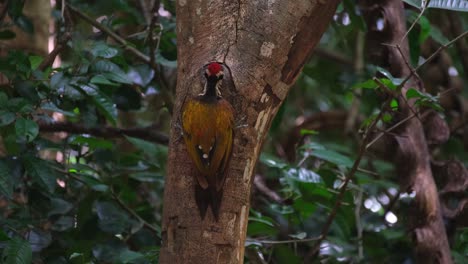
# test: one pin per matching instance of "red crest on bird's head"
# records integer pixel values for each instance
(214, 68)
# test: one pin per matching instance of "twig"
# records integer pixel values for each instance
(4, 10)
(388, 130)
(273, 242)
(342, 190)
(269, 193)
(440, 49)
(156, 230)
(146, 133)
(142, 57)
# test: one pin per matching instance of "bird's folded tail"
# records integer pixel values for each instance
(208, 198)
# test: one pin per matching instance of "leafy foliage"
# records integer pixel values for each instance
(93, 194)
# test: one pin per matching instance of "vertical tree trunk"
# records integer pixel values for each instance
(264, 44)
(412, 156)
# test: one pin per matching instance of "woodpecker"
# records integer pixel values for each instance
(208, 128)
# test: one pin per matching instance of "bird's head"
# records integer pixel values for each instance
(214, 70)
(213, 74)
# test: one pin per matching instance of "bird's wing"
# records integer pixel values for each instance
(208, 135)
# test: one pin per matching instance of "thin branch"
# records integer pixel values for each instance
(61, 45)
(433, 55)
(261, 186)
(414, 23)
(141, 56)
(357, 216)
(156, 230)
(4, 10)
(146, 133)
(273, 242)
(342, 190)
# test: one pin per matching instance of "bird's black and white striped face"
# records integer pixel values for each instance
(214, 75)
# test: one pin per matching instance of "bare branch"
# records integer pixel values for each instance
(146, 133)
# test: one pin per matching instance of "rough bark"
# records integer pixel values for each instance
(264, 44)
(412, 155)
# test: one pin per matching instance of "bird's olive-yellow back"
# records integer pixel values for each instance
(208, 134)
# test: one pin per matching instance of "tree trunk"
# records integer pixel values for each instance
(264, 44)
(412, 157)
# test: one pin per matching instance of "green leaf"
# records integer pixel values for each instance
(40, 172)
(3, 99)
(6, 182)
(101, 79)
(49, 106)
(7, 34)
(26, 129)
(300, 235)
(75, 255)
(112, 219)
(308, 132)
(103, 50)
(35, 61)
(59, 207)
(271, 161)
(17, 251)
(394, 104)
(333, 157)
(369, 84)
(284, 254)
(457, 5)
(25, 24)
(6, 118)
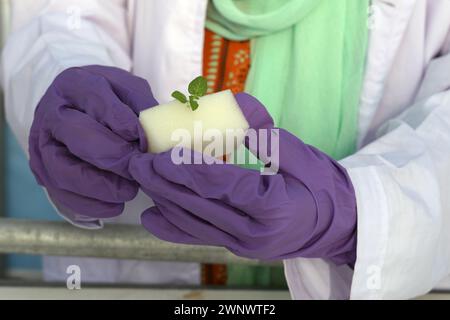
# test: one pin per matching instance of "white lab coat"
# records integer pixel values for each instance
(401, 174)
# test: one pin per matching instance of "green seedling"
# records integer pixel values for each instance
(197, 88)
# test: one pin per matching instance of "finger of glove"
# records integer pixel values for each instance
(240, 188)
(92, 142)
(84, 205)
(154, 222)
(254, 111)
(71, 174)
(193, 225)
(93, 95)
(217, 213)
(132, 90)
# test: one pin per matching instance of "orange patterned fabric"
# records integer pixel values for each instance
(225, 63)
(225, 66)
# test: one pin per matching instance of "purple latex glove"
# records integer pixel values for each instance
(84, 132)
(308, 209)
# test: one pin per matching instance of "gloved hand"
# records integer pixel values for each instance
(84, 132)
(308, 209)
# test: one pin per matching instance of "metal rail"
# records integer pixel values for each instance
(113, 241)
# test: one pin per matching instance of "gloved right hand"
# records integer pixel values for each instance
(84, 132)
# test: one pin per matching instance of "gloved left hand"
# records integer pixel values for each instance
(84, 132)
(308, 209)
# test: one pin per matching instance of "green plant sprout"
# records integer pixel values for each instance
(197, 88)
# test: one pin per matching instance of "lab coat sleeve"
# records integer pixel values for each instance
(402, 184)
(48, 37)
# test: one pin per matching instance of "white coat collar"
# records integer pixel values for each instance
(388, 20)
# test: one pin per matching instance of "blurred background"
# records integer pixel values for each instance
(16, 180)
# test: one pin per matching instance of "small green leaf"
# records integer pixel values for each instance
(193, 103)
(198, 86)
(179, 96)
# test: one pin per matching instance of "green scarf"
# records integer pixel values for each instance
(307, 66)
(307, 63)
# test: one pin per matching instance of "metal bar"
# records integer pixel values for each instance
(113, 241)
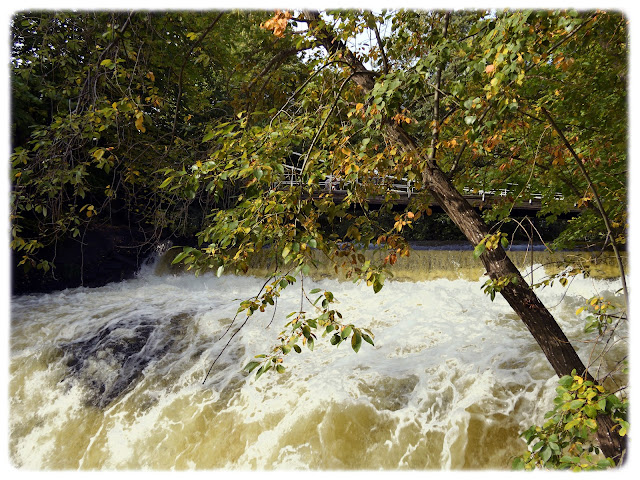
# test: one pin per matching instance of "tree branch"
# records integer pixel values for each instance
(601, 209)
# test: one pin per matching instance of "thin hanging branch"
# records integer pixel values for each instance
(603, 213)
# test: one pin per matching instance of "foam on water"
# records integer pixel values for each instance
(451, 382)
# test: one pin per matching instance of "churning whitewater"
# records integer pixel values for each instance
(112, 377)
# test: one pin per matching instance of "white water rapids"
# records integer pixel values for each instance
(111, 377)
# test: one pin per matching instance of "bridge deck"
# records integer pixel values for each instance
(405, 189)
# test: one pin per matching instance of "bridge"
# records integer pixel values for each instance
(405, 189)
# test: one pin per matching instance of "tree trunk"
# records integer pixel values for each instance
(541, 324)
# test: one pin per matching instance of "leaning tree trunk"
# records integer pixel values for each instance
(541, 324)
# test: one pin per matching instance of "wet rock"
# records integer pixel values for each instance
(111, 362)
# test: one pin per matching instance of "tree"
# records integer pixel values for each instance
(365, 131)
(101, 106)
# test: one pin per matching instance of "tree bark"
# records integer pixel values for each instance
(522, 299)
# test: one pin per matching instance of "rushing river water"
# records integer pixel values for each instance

+--

§ **Exercise**:
Every line in the records above with the string "bark" in it should be shown.

§ **Written answer**:
# test: one pin per matching instance of "rough bark"
# test: one pin per matching instance of "tree bark"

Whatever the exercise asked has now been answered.